PROMPT – Scan the lines below for "person" and copy the matches.

Saved entries:
┌──
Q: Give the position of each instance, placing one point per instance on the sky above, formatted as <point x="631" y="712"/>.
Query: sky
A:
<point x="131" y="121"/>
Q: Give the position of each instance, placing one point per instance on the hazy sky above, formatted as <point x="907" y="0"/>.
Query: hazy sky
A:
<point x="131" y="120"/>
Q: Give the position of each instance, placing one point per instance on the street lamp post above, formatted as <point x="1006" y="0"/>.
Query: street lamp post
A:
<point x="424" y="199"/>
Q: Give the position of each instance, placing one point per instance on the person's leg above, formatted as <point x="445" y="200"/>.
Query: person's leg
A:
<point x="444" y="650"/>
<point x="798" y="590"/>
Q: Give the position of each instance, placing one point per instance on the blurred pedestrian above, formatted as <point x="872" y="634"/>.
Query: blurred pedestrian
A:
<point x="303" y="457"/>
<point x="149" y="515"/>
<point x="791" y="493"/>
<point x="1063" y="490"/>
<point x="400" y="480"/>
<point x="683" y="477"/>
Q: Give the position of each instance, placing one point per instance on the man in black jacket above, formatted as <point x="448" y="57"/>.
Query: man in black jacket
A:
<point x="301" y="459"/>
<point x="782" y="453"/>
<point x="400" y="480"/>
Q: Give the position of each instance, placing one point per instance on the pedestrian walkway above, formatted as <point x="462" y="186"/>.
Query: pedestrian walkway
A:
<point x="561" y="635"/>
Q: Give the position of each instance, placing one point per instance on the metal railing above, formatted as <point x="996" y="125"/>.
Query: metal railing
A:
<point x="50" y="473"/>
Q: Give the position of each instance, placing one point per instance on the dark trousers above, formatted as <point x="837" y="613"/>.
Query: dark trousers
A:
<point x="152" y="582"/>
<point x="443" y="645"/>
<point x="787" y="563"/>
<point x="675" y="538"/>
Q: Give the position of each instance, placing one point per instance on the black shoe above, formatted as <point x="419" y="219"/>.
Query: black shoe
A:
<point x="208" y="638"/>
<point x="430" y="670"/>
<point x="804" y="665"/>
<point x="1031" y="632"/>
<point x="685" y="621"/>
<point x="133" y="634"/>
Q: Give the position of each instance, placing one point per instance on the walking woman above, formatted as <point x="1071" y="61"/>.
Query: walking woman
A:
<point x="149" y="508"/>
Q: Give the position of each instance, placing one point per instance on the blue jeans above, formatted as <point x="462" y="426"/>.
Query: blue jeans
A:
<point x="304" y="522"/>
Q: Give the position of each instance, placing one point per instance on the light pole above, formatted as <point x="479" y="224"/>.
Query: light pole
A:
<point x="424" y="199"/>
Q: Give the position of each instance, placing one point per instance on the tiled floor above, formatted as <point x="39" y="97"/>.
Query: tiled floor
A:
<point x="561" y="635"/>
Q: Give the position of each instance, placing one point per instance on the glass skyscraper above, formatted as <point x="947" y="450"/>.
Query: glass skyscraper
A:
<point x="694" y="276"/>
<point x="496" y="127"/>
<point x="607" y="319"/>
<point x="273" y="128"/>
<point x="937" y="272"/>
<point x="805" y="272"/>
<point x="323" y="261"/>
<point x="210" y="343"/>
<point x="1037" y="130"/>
└──
YOUR RESPONSE –
Q: Give the position of each instance, placing one point per instance on the person's leg above, formatted as <point x="445" y="200"/>.
Query: person's leg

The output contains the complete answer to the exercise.